- _Exercise brief_: Any pictures in the records below must be left out when you repeat the lines from the line containing "handset in this photo." through the line containing "gear in this photo." exactly.

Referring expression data
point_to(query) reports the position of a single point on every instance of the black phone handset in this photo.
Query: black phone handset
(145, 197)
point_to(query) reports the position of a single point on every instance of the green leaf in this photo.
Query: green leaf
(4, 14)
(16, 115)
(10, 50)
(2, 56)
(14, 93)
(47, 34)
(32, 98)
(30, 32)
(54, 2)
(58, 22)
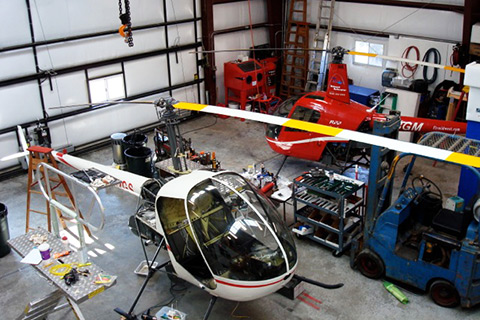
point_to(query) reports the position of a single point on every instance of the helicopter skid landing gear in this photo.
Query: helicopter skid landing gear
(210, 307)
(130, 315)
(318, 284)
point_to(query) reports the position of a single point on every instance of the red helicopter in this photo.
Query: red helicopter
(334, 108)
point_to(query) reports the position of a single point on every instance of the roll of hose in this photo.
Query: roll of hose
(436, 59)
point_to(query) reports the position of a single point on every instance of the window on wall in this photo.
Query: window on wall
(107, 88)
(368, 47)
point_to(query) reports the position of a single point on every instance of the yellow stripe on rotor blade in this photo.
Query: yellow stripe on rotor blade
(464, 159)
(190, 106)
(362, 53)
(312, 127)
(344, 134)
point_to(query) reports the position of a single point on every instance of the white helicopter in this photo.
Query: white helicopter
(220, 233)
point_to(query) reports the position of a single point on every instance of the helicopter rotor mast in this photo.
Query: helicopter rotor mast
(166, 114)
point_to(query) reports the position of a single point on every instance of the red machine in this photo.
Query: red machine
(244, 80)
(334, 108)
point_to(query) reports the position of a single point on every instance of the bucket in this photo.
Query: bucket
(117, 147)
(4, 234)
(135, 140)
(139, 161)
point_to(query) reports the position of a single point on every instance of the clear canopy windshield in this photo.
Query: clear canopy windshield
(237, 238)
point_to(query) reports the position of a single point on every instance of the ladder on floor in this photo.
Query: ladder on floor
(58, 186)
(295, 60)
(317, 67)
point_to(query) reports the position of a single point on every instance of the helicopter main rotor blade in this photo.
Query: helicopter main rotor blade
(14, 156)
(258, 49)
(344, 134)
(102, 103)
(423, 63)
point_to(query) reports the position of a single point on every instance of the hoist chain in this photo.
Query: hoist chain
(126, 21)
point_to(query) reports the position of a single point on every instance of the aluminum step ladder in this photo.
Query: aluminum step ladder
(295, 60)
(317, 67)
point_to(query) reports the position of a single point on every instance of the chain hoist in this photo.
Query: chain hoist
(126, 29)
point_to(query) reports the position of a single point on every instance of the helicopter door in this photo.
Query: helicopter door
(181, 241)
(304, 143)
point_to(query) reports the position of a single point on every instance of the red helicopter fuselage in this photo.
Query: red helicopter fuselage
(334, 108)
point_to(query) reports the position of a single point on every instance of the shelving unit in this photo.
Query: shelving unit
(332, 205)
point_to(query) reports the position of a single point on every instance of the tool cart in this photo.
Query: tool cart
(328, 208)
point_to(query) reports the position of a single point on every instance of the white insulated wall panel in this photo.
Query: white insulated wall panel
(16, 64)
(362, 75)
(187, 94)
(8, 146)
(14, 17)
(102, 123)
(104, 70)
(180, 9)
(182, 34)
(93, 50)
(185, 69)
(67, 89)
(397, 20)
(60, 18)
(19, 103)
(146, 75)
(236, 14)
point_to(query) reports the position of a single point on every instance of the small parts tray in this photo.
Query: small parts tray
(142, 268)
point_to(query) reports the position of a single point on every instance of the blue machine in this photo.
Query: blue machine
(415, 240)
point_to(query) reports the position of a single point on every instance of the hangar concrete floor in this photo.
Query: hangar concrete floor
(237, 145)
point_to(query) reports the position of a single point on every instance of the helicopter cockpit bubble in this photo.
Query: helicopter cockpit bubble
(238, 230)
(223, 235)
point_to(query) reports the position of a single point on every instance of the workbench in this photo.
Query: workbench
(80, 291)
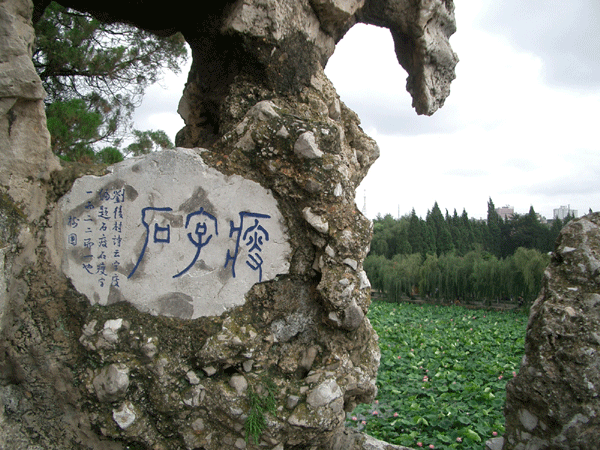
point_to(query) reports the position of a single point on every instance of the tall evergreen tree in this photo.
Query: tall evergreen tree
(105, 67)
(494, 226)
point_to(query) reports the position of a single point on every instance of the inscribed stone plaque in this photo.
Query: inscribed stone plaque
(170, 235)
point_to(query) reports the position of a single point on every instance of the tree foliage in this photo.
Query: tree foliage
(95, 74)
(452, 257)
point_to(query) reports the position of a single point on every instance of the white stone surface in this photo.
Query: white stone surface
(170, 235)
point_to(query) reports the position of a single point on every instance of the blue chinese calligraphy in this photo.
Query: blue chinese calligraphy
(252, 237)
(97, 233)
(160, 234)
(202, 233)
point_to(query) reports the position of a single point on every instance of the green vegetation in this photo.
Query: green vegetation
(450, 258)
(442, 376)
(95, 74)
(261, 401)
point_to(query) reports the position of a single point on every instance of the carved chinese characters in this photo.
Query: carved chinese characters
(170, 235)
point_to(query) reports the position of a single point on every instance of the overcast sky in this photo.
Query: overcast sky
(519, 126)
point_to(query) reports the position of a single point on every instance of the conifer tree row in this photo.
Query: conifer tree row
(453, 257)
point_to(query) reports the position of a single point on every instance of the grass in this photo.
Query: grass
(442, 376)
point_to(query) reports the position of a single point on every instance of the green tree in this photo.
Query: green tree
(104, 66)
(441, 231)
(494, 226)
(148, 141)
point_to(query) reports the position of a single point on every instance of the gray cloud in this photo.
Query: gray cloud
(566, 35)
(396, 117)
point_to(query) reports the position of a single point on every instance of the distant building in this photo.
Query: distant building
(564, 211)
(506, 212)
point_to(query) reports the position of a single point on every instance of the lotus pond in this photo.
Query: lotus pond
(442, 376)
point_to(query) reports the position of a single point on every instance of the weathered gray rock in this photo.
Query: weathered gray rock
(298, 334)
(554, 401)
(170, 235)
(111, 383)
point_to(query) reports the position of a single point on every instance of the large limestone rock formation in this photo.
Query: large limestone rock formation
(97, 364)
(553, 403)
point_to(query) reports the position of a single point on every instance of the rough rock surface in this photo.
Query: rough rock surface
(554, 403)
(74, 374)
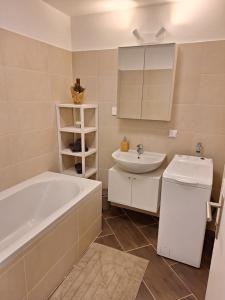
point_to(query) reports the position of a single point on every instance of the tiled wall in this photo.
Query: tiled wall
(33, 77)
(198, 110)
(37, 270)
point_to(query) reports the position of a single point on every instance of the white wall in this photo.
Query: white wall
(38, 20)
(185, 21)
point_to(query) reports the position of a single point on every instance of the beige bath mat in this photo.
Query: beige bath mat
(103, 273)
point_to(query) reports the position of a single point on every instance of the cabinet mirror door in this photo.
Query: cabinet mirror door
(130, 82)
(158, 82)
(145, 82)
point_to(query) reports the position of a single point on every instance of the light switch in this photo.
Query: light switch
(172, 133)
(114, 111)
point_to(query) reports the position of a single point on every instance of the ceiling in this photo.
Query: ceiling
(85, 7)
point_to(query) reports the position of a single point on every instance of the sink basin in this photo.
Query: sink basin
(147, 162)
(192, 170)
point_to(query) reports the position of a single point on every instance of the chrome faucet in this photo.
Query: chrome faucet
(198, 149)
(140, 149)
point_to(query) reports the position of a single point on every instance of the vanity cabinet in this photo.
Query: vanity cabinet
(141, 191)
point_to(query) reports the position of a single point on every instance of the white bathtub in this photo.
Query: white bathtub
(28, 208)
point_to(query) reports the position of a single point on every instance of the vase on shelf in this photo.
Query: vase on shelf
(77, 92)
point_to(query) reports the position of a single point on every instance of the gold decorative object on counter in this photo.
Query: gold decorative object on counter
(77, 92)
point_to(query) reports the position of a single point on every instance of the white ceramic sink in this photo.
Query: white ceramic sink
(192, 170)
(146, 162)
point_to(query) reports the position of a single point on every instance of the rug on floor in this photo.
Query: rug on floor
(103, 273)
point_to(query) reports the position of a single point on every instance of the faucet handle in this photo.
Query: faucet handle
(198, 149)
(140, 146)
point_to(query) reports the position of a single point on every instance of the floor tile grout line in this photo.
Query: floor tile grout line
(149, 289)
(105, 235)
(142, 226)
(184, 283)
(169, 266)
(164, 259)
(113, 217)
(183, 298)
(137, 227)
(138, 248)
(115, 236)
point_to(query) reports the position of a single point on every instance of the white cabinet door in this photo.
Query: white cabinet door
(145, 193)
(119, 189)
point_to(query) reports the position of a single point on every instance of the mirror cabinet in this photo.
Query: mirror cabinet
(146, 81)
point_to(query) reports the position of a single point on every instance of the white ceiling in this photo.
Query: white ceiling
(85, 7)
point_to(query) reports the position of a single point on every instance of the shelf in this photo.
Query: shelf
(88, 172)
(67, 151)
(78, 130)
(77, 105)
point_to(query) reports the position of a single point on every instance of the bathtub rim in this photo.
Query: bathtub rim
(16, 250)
...
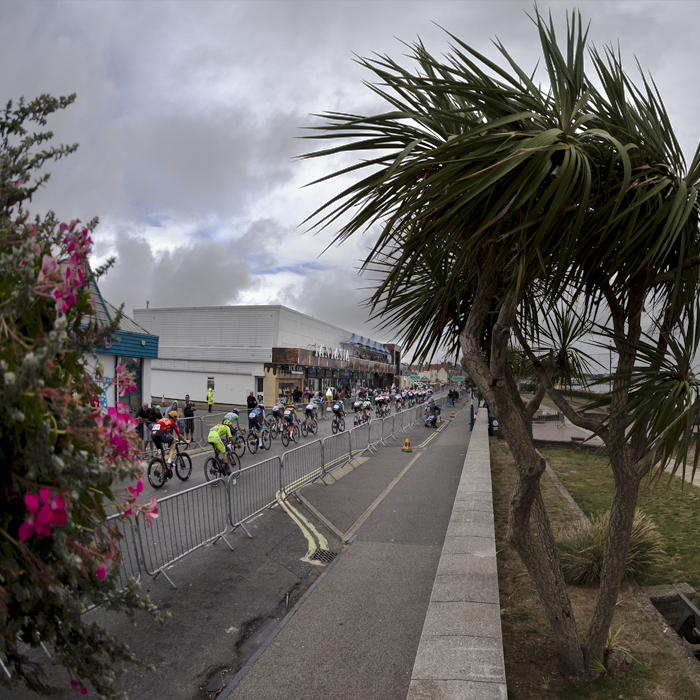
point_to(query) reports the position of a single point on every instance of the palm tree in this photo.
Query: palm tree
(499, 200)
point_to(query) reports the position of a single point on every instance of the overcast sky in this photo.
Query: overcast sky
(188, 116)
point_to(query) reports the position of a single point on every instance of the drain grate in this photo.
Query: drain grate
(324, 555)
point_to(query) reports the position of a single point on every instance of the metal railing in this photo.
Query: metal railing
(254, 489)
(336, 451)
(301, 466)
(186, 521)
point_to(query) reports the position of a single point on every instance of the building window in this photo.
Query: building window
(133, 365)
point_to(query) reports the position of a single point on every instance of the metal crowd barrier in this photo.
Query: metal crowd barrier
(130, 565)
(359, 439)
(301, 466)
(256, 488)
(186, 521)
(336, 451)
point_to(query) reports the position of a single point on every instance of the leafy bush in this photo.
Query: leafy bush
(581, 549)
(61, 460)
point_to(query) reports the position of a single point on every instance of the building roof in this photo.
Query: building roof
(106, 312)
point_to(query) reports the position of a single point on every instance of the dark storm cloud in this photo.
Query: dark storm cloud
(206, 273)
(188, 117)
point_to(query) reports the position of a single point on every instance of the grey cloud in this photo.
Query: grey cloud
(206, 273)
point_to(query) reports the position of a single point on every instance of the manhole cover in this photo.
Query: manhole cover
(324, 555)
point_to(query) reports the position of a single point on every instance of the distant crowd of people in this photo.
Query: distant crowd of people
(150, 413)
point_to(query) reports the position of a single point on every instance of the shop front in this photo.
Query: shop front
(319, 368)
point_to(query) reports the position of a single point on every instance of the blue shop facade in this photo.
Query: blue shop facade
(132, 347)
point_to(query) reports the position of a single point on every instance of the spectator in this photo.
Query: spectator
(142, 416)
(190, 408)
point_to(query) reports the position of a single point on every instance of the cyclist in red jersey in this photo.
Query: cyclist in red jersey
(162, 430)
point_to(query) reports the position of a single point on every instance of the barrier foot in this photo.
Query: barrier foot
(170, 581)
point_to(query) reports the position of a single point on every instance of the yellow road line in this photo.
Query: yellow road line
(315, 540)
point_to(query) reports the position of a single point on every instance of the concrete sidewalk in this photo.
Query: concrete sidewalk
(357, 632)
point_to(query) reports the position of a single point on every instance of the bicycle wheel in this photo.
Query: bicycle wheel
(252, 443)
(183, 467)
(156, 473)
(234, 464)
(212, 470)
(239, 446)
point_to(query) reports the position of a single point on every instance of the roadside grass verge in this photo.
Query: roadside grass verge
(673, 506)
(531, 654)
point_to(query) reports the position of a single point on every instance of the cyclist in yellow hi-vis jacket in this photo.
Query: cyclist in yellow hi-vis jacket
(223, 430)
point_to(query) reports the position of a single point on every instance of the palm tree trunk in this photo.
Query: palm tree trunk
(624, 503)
* * *
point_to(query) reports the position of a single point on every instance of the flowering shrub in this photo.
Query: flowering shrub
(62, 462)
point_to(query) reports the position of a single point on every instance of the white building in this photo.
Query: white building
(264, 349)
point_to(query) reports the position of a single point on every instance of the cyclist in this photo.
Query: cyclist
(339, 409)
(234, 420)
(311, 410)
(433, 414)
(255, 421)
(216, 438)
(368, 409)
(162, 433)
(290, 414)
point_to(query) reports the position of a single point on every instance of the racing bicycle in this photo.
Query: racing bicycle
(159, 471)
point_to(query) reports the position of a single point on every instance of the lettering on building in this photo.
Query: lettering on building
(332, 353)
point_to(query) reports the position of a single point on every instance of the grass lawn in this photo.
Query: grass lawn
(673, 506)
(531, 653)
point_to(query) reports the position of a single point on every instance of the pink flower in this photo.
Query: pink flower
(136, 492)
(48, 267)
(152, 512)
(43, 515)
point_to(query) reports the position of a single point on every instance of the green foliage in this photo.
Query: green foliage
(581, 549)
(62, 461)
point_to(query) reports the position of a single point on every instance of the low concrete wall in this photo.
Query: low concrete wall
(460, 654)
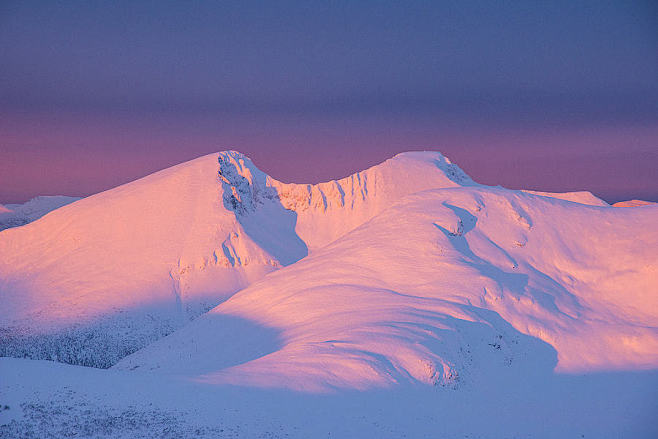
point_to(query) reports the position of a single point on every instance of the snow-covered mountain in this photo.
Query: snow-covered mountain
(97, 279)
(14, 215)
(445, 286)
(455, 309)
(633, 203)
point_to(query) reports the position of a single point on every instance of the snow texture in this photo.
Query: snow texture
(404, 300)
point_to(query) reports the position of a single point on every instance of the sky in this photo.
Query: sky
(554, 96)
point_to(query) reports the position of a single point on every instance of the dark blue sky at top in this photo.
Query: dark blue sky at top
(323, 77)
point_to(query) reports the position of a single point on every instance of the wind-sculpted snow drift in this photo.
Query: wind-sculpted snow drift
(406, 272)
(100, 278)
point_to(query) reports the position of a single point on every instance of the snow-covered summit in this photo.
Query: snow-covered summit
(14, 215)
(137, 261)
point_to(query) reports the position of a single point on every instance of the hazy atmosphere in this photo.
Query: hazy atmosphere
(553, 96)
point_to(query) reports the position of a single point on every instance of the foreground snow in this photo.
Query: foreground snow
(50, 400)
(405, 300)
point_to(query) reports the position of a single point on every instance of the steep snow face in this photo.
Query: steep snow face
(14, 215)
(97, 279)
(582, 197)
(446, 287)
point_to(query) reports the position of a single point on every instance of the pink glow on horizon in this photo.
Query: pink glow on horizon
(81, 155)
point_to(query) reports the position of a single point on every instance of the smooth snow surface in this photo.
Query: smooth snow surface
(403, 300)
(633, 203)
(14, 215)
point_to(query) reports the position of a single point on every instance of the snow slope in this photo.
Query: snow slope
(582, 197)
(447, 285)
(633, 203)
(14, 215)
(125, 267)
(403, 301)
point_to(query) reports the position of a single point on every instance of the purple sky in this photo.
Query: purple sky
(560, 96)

- _Answer for the task_:
point_to(query) reports the position of a single point on every instance of the black phone handset in this photo.
Query: black phone handset
(145, 197)
point_to(query) reports the position of a single point on every instance of the green leaf in this photo.
Query: green leaf
(4, 14)
(16, 115)
(10, 50)
(2, 56)
(14, 93)
(47, 34)
(32, 98)
(30, 32)
(54, 2)
(58, 22)
point_to(query) reports the position of a single point on every instance of the helicopter skid landing gear in this photo.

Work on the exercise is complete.